TESTO PROPOSTO:
Insomma, le fabbriche devono cambiare. O meglio, le fabbriche stanno già cambiando. Non a caso da oltre una decina d’anni si parla – non solo tra addetti ai lavori, ma anche nei media e nella politica – ampiamente di nuova rivoluzione industriale (3,4 5…), di rinascita manifatturiera, di potenziamento degli investimenti industriali, ecc. E la rivoluzione, un passo alla volta, un progetto alla volta, un’azienda alla volta, sta effettivamente accadendo.

Anche vicino a noi, nella produttiva Lombardia, le fabbriche in fase di trasformazione sono molte. Una grande spinta all’ammodernamento è certamente stata data da una serie di incentivi pubblici (Piano Nazionale Industria 4.0, Impresa 4.0, Transizione 4.0 e il più recente PNRR), oltre che da una grande disponibilità di soluzioni tecnologiche. IoT, stampa 3D, Realtà Virtuale, Realtà Aumentata, robot collaborativi (che lavorano fianco a fianco con gli uomini, non al posto di) sono oggi presenti in molte realtà produttive a noi prossime, in cui i nostri laureati si inseriscono proficuamente. E parimenti sta accadendo anche più lontano, in tutti quei territori a vocazione industriale, nazionali ed internazionali. La fabbrica sta davvero cambiando, e pure in fretta!

La fabbrica però prima di essere fatta di macchine, robot e pezzi da produrre, è fatta da persone. Operatori, tecnici, ingegneri, responsabili di reparto, di linea, di impianto, ecc. Una fabbrica è tale proprio per questa sua organizzazione “industriale”, in cui le diverse competenze si uniscono efficacemente per produrre beni e servizi da portare al mercato. L’industria manifatturiera – da “manu facere”, “fatto con le mani” – è intrinsecamente una questione di persone, delle lore abilità e delle loro intelligenze. Non tutti nasciamo con tutte le competenze necessarie a muoverci in ambienti complessi. Anzi, la maggior parte di noi ne deve acquisire di esperienza e conoscenza per essere in grado di relazionarsi con organizzazioni sofisticate. Anche i nativi “digitali” non nascono con i chip inclusi, ma apprendono le tecnologie digitali dalla loro esperienza quotidiana. Insomma, le competenze si acquisiscono. Il contesto della fabbrica moderna richiede competenze che tradizionalmente non erano considerate rilevanti nella formazione tradizionale del tecnico ed ingegnere industriale (dalla capacità negoziale, alle tecnologie informatiche). Occorre quindi fornire queste competenze, sia alle nuove che alla “vecchie” generazioni. La moderna università tecnica – quale siamo noi – non può esimersi da questa richiesta e deve giocoforza divenire un contesto molto più “multidisciplinare” di quanto siamo stati abituati in passato.

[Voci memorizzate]
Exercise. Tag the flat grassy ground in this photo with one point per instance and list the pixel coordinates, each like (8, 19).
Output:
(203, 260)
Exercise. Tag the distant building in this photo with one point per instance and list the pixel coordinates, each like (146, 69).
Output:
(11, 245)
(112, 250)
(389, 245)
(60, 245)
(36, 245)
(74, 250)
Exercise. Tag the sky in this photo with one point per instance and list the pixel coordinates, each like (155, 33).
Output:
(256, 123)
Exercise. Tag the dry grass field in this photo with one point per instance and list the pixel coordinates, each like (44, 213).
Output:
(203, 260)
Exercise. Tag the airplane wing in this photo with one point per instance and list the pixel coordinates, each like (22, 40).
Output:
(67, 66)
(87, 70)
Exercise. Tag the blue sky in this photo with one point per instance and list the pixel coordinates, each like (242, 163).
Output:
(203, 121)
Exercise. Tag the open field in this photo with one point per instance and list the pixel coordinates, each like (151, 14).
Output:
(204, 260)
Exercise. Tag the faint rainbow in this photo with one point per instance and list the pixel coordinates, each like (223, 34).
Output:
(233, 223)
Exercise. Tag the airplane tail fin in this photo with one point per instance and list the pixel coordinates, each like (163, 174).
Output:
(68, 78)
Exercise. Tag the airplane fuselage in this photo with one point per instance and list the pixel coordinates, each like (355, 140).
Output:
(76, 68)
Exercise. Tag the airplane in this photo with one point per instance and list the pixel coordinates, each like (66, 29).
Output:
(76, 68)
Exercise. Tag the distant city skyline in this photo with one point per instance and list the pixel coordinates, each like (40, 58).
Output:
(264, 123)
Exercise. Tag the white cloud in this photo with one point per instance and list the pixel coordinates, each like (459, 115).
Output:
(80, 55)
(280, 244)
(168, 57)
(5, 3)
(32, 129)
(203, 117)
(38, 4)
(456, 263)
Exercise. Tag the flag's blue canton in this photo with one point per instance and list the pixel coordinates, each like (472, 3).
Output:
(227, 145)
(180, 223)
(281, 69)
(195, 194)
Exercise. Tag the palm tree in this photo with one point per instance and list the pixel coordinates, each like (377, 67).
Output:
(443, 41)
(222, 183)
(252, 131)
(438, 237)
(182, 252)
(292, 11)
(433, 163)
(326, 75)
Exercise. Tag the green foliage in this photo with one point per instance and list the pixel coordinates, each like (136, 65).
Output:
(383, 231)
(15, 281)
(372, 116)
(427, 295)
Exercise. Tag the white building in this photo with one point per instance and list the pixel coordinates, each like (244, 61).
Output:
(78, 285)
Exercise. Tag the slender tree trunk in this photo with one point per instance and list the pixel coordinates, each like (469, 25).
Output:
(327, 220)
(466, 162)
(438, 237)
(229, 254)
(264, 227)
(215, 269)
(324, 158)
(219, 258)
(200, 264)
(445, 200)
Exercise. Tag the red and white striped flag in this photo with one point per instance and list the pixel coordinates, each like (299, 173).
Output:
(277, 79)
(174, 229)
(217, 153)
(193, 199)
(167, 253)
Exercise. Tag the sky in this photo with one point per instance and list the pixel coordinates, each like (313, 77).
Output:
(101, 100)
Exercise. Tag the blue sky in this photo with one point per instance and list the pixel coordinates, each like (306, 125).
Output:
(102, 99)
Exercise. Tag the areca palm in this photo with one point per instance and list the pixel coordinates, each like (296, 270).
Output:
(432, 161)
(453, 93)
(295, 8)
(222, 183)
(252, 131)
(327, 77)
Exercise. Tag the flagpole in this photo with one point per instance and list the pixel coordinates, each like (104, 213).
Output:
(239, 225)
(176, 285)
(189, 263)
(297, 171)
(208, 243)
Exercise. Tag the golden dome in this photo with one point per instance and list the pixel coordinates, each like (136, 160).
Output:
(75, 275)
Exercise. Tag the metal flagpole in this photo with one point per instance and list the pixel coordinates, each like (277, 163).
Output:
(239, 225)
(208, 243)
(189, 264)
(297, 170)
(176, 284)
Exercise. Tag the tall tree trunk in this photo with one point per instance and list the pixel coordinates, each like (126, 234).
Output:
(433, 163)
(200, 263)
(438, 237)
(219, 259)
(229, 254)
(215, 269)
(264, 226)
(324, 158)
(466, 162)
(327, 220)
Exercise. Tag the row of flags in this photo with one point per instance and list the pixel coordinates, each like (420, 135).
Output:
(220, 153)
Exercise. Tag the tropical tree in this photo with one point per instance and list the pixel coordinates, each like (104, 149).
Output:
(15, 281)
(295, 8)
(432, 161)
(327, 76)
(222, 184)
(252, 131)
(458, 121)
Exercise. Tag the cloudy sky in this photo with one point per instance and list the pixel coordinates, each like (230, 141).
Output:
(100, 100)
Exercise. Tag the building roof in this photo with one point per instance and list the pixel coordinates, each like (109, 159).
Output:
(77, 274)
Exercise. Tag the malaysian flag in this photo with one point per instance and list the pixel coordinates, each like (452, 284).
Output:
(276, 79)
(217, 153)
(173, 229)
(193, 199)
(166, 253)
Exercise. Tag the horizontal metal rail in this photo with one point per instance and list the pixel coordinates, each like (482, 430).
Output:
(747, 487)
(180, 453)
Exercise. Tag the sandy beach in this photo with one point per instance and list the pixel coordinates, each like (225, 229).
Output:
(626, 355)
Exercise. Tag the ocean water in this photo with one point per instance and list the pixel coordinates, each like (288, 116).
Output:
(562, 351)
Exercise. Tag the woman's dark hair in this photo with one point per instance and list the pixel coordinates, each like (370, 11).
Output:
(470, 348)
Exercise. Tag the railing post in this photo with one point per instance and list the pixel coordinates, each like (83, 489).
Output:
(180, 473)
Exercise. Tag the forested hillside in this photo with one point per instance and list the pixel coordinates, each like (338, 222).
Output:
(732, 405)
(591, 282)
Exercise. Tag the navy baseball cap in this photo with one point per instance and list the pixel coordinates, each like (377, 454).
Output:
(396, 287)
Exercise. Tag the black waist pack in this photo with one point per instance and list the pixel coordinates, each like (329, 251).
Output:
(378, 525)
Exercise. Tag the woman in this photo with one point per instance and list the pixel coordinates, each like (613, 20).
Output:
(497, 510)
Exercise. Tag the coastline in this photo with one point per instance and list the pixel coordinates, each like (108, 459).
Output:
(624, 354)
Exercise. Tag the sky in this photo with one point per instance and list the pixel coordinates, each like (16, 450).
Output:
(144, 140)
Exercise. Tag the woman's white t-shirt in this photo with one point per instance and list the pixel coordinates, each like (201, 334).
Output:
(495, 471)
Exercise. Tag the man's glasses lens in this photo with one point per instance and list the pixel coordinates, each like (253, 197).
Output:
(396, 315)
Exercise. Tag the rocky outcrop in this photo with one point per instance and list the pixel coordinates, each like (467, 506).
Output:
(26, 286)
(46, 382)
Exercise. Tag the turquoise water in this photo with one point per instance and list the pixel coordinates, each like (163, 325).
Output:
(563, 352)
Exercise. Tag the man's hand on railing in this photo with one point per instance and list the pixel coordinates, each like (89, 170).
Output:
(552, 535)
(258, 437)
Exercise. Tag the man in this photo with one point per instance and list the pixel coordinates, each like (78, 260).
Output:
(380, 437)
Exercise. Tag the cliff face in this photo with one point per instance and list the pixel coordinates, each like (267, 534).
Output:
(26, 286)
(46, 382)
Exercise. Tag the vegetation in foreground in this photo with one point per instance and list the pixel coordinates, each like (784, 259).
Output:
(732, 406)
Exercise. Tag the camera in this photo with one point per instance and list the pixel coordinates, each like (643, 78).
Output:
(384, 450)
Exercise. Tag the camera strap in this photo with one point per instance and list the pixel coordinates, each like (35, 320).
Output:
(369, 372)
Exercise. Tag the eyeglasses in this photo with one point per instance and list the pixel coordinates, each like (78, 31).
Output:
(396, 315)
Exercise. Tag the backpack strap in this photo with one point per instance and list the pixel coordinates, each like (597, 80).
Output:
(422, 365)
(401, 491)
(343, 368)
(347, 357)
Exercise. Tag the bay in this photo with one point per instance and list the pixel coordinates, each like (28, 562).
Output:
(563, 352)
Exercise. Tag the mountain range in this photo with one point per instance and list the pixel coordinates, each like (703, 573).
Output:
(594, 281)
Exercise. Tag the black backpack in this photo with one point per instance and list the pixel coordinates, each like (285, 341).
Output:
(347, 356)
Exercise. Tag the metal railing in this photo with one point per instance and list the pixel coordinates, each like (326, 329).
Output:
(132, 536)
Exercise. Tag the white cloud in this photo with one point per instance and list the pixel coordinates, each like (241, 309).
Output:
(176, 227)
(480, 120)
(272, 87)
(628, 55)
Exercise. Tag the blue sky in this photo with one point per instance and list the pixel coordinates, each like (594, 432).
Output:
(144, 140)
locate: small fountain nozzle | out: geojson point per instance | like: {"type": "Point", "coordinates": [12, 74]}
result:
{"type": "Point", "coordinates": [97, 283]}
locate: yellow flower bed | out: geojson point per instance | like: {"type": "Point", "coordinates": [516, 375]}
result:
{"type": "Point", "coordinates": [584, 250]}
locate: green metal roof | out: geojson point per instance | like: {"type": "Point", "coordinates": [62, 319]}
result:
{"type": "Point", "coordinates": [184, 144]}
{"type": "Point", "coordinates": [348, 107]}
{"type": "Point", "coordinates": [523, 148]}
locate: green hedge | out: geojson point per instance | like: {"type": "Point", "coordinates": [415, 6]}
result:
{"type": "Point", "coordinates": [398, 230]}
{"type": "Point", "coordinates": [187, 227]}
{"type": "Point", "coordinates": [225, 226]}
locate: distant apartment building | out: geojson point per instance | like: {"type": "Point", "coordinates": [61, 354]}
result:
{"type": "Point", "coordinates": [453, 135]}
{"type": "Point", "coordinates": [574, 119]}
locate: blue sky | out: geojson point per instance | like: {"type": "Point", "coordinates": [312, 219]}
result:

ATTIVITÀ DA SVOLGERE:
A: Riassumi in due frasi il testo sulla trasformazione delle fabbriche.
B: Prosegui il testo sulla trasformazione delle fabbriche a partire dall'ultima frase riportata.

RISPOSTE NUMERATE:
A: Le fabbriche stanno cambiando, anche in Lombardia, grazie a incentivi pubblici come il Piano Nazionale Industria 4.0 e il PNRR e a tecnologie come IoT, stampa 3D e robot collaborativi. Poiché la fabbrica è fatta prima di tutto di persone e le competenze si acquisiscono, l'università tecnica deve fornire competenze nuove e diventare un contesto molto più multidisciplinare.

B:
La situazione attuale chiede competenze tecniche “fresche”, da manutenere costantemente (l’informatica, ma non solo, evolve velocemente). Chiede inoltre di affrontare spesso contesti multivariati, nei quali è opportuno disporre di una buona capacità di vedere le connessioni tra aspetti diversi (es. tecnologia, processi, business, bisogni, ecc.) e anche una certa predisposizione all’adattamento continuo. Richiede poi una certa pragmaticità e anche una certa attitudine a “sporcarsi le mani” (sperimentare, modellizzare, simulare, prototipare, programmare, ecc.). Per fornire queste competenze, i metodi e i mezzi educativi devono essi stessi cambiare.

Nella nostra Scuola abbiamo raccolto la sfida di fornire competenze nuove per un mondo nuovo già da un po’. Sono tanti gli esempi nei nostri corsi e nei nostri programmi, ma qui pensiamo sia interessante riportare l’esperienza della nostra Teaching Factory Industry 4.0, che dal 2017 è presente nella nostra Scuola con uno spazio fisico, di fronte al nostro Dipartimento di Ingegneria Gestionale, in cui abbiamo installato una piccola fabbrica digitale e connessa. Vi è una linea semi-automatizzata di assemblaggio, due robot collaborativi, due postazioni di lavoro indipendenti, un AGV, diversi dispositivi per il monitoraggio della produzione, un simulatore 3D completo (digital twin).

La Teaching Factory è stata pensata per fare formazione ed applicazione nello stesso spazio, oltre che per essere utilizzata per sperimentare nuovi modelli operativi (simulazione di impianto). È un ambiente popolato da studenti e ricercatori ed è usato anche nei corsi fondamentali di impianti di produzione ai primi anni del corso di laurea. Nel 2018 abbiamo intitolato la Teaching Factory al nostro compianto mentore, prof. Marco Garetti, che fu tra i fondatori del gruppo di ingegneria industriale del nostro Dipartimento e appassionato educatore.

Grazie alla Teaching Factory Industry 4.0 siamo in grado di aiutare i nostri allievi nell’apprendimento pragmatico delle tecnologie, in un contesto che simula in modo molto spinto la realtà delle imprese industriali moderne. L’esperienza maturata con la Teaching Factory Industry 4.0 è stata inoltre molto utile nel momento in cui l’ateneo ha realizzato il più ampio progetto del Made – Competence Center Industria 4.0, che si trova presso il Campus di Bovisa di Milano, non lontano dalla nostra Scuola.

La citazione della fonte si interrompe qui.